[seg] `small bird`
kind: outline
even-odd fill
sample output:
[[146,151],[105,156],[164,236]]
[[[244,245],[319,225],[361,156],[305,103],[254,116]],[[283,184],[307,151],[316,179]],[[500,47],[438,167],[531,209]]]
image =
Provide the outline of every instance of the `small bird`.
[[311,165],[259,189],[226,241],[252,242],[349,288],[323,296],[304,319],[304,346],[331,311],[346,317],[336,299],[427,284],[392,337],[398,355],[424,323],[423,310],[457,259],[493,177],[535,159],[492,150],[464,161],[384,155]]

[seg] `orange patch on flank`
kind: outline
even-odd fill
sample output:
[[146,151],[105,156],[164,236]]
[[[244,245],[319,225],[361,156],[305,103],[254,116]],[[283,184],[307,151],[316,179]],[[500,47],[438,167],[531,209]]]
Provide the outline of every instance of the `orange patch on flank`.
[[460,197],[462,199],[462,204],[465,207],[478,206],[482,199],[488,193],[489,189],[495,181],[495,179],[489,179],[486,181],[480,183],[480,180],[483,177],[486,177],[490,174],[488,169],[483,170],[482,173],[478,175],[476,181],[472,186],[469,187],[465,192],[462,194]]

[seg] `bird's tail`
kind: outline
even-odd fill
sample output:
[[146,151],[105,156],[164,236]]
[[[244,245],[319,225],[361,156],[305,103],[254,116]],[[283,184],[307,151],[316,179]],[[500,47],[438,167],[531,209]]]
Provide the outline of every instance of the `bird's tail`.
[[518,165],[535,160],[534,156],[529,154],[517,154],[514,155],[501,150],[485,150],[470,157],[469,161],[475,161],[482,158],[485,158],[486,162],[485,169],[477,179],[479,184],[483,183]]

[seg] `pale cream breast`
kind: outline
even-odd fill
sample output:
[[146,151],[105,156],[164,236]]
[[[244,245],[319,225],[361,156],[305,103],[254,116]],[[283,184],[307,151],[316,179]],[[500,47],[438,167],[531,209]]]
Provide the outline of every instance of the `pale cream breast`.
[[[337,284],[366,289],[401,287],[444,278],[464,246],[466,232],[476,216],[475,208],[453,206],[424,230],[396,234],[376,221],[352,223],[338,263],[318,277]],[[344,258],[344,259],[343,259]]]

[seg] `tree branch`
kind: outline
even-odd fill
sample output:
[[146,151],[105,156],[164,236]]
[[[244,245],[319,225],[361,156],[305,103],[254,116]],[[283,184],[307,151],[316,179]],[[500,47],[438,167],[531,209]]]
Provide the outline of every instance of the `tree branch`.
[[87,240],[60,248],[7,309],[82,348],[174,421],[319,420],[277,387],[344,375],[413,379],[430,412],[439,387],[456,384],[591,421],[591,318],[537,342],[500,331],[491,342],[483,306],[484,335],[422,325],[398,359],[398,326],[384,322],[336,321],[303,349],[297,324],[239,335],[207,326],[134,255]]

◆ ◆ ◆ ◆ ◆ ◆ ◆

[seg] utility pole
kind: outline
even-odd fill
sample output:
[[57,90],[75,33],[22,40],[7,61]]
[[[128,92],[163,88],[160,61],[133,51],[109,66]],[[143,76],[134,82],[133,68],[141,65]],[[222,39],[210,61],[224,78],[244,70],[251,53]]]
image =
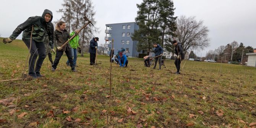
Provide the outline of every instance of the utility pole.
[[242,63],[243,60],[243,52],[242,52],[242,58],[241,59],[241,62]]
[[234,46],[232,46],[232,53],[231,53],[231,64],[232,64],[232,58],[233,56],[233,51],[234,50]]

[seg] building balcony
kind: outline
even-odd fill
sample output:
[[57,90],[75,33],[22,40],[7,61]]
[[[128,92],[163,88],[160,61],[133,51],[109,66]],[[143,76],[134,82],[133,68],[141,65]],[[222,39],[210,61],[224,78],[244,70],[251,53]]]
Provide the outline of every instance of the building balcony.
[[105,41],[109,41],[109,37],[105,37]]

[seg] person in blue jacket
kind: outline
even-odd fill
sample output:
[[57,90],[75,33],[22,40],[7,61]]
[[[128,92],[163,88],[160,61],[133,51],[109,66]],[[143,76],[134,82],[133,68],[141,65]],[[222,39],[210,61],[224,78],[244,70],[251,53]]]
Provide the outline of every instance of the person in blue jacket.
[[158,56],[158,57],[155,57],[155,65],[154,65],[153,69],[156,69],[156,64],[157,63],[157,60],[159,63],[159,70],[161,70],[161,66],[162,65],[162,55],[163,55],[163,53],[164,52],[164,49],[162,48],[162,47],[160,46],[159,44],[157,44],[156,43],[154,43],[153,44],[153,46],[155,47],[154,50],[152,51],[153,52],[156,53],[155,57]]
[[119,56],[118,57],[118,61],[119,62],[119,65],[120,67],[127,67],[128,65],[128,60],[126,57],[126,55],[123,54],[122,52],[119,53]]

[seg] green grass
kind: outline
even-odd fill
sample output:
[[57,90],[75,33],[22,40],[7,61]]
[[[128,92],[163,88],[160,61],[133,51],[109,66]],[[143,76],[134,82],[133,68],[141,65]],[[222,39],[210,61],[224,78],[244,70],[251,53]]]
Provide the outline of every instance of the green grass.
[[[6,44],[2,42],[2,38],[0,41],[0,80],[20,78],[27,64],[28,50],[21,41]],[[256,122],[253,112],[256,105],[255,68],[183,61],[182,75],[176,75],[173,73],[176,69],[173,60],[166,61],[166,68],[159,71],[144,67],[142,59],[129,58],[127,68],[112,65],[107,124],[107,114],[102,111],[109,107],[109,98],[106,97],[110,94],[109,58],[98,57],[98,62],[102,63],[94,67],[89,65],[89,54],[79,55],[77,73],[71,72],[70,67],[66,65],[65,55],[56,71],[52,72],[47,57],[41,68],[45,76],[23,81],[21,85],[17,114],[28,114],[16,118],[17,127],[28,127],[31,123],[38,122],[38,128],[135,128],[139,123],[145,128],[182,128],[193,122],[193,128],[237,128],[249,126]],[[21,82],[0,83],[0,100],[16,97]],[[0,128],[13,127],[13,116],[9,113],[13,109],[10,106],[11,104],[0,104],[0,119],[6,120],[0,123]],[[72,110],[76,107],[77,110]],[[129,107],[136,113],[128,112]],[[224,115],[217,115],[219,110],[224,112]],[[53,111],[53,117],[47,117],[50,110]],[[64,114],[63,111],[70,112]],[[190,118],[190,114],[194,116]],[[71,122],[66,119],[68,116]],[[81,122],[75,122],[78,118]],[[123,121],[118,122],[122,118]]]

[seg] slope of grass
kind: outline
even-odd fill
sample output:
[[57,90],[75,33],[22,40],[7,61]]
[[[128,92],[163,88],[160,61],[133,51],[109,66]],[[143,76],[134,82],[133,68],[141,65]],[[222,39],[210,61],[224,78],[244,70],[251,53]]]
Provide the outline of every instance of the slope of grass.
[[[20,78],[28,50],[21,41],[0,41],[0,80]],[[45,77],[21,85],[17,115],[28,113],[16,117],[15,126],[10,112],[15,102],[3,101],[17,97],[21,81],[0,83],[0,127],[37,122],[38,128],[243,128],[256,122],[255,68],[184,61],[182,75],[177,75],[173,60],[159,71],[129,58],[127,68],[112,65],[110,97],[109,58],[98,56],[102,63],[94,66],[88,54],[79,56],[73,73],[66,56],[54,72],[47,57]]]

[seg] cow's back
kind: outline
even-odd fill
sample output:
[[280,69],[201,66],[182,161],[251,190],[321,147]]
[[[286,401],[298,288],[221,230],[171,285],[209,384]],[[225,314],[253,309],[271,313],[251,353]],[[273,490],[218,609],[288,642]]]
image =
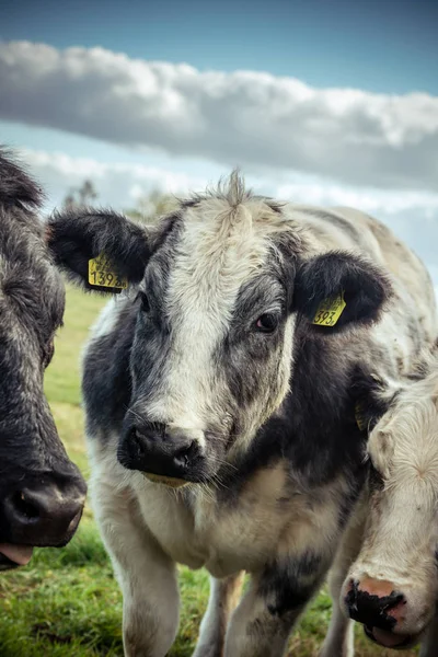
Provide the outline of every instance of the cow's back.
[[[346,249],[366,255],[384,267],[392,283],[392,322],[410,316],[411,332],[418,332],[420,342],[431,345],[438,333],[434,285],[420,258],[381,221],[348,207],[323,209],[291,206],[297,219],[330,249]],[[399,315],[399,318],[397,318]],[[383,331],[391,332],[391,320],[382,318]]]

◆ ◆ ◆ ◆ ◆ ◆ ◆

=== REQUEST ===
Pick out every line of the listing above that contains the word "back", matching case exactly.

=== WORKED ANSWER ===
[seg] cow's back
Provide the outline of every instance of the cow's back.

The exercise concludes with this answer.